═══ Information shown ═══

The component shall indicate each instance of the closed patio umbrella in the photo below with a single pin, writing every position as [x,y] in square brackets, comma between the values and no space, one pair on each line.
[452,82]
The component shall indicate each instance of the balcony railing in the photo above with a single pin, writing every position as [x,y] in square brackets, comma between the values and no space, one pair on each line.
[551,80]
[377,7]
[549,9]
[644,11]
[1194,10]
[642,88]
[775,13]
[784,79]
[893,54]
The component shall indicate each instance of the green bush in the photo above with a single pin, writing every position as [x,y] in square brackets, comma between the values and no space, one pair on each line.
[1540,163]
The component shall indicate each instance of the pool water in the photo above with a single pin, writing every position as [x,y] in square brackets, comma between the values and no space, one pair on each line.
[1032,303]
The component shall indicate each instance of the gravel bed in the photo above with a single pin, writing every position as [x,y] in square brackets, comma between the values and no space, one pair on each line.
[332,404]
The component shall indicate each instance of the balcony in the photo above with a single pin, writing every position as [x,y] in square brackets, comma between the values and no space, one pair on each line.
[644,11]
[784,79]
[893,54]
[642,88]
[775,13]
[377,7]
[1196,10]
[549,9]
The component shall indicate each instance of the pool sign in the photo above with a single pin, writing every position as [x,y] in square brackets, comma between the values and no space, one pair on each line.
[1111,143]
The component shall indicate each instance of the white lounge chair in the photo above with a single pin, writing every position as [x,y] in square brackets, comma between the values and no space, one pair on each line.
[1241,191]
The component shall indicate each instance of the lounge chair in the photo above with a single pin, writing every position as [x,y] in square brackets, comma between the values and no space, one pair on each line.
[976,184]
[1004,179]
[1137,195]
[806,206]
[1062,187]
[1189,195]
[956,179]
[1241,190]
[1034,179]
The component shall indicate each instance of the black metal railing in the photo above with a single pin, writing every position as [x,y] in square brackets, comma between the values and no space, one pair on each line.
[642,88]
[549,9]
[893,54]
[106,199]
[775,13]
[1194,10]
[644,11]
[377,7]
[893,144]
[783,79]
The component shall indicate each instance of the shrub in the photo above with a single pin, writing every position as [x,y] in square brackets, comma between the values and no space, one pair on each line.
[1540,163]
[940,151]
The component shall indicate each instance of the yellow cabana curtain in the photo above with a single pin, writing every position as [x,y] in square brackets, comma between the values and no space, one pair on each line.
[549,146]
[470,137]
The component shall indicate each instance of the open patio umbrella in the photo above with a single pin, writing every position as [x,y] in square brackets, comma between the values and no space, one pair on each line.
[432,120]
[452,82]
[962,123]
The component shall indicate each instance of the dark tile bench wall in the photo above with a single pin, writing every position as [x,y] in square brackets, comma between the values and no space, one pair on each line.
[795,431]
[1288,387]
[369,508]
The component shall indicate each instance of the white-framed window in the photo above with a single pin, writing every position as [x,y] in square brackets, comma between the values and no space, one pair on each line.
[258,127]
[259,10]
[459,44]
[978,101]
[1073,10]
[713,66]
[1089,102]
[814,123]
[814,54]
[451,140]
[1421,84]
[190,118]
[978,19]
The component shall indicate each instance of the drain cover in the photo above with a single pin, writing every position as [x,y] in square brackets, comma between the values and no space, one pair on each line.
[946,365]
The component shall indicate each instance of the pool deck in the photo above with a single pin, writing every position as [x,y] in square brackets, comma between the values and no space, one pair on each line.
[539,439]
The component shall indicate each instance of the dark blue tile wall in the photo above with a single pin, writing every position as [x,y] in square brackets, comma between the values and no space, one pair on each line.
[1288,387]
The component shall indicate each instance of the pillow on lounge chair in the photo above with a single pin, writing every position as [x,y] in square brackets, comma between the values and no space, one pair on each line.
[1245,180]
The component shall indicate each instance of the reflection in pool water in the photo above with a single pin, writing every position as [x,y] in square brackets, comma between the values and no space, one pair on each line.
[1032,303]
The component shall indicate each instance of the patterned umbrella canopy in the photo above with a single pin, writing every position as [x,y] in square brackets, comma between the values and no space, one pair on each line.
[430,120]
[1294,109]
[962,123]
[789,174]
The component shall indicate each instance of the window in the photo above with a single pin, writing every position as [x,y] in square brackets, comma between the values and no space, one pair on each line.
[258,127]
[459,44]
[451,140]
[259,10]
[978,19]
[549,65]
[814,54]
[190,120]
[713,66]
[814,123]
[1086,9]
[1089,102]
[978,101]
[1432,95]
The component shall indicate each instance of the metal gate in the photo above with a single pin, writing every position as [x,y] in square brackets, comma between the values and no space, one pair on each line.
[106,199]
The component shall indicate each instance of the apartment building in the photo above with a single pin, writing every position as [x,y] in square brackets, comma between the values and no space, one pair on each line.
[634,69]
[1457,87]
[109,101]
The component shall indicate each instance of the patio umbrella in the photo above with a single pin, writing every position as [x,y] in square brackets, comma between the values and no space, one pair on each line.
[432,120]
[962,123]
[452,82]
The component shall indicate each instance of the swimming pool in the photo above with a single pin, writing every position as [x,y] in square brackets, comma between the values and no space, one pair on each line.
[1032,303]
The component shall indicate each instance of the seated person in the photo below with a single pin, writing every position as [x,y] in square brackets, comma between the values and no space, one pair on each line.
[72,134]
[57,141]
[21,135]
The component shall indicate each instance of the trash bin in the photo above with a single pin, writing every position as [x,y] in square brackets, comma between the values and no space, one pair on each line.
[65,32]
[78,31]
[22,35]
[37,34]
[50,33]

═══

▶ Exercise description
Repeat the listing in full, keeping every line exactly as it is.

▶ The solution
The component shall indicate each instance of the closed patio umbrella in the photo below with a single pin, writing every position as [x,y] in square brackets, comma between the values and no space, one pair on each line.
[452,82]
The component shall indicate each instance of the balcony railing in the photo above with a single pin, writing every position as [x,y] in square brackets, comma between the values and no space, one pair on each line.
[551,80]
[377,7]
[549,9]
[644,11]
[1194,10]
[642,88]
[775,13]
[784,79]
[893,54]
The component shall indicate each instance of the green bush in the photo above with a single pin, writing every position as [x,y] in square brackets, comma between the values and no space, one pair on each line.
[1540,163]
The component shall indicate each instance of the pool water in the photo above with a single pin, writing every position as [x,y] in square brackets, comma between the values and no space, one pair on each line.
[1032,303]
The component shall indicate each instance of the gravel bed in the photo above with a single pin, writing every position as [x,y] in square brackets, comma between the values and no space, one pair on each line.
[332,404]
The component shall indicate each instance of the balcony in the photo above with a single pin, writing every position as [x,y] in square brackets, comma between the values and no space, one pair on each line.
[644,11]
[784,79]
[893,54]
[642,88]
[775,13]
[377,7]
[1196,10]
[549,9]
The component shall indicate each instance of the pool sign in the photo above with a single pin, writing every position as [x,y] in square brackets, comma between the values and no space, one pair on each line.
[1111,143]
The component shall indicate each instance of the white lounge chair in the photo above with a single pin, writing every position as [x,y] in square brackets, comma between the values and no space, one pair on each line.
[1241,191]
The component shall indicate each instance of the lounge chair in the photo above with a single pin, writing every position as [x,y] in square brackets, comma between the values and no space, one pair on each line.
[976,184]
[1004,179]
[1137,195]
[806,206]
[1062,187]
[1189,195]
[956,179]
[1241,190]
[1034,179]
The component shall indicate each instance of the black metal railing in the photo above with a single pin, writing every position as [x,y] in square brackets, comma between the values and no space, one pair on each line.
[642,88]
[549,9]
[893,54]
[106,199]
[775,13]
[1194,10]
[644,11]
[377,7]
[893,144]
[783,79]
The component shall indicate each instance of the shrub in the photo above with a single pin, writing every position as [x,y] in square brackets, comma between the values and no space, one pair on each line.
[1540,163]
[940,151]
The component shall indicate each instance of the yellow cabana curtain in the photo above with a single pin, writing every position as [x,y] in square brackets, comma between the values and no space, one pair on each line.
[549,146]
[470,137]
The component shall indicate each instance of the open patio umbrella in the photo above with a single pin, writing every position as [x,y] in square brackets, comma between the values and no space, one pair on each line.
[432,120]
[452,82]
[962,123]
The component shall indicate each instance of the dark tile bench wall in the photo above with a single pin, writing every position as [x,y] in square brackets, comma between the values and no space, one pair on each line.
[795,431]
[1288,387]
[369,508]
The component shall indicate each instance of the white-framed window in the photo above with a single pin, writing every position as [x,y] in square brackets, comma between the values and no space, one pair on each line.
[258,127]
[259,10]
[459,44]
[978,101]
[1073,10]
[713,66]
[1089,102]
[814,123]
[814,54]
[451,140]
[1421,84]
[190,118]
[978,19]
The component shall indicate each instance of the drain cover in the photo above with a single pin, writing every position as [x,y] in square brackets, comma between the values and no space, one pair on each line.
[946,365]
The component shall indicate each instance of the pool deck in the photo above with a single pin, writing every position as [x,y] in square brackets, comma between the values and no space, one pair on each line.
[539,439]
The component shall indicate each instance of the dark blue tile wall in the photo above with a single pin, writing every position as [x,y] in square brackets, comma between the values and no space, one pair on each line.
[1288,387]
The component shall indicate each instance of the pillow on lounge chair in the photo above with a single pin, writing every position as [x,y] in square brackets, comma between the values and no space, one pair on each line.
[1245,180]
The component shall indicate each instance of the reflection in pool water in the photo above with a single pin, writing every position as [x,y] in square brackets, comma between the values and no space, one pair on each line.
[1032,303]
The component shall indicate each instance of the patterned umbrella canopy in the photo above with a single pin, writing every position as [x,y] in square brackets, comma between the values and no space, one pair on each line.
[430,120]
[1294,109]
[962,123]
[789,174]
The component shall indicate each instance of the window in the photo above with a single pin, writing every position as [x,y] in square brackets, comma between the values and no space, one pair on each line.
[258,127]
[459,44]
[451,140]
[259,10]
[978,19]
[549,65]
[814,54]
[190,120]
[713,66]
[814,123]
[1086,9]
[1089,102]
[978,101]
[1432,95]
The component shall indicate each instance of the metal gate in the photo above with a single pin, writing every position as [x,y] in square brackets, comma between the values and no space, one pair on each line.
[106,199]
The component shall indicate each instance of the apartment building in the photo above with a single pin, writing every position as [x,y] in square brackets, comma between the values and no space, one pair on each line.
[634,69]
[1457,87]
[109,101]
The component shall indicate each instance of the patio umbrella in the photo above with a single pin, writing every position as [x,y] in square brackets, comma between the values and no space, one pair on each line.
[432,120]
[962,123]
[452,82]
The component shall indicate each instance of the swimming pool in the photo above with a single pin, writing every position as [x,y] in square brackets, comma between the values and no space, one pair on each line.
[1032,303]
The component shall indicate each instance of the seated person in the photo below with a single pin, writing every position as [x,y] in square brackets, comma between the values and no space, one pair on each line.
[72,134]
[57,141]
[21,135]
The component shall indicate each instance of the trash bin in the photo above with a single pin, writing every position as [x,y] in square brackets, comma between the values and no space, one pair on each line.
[65,32]
[78,31]
[22,35]
[37,34]
[50,33]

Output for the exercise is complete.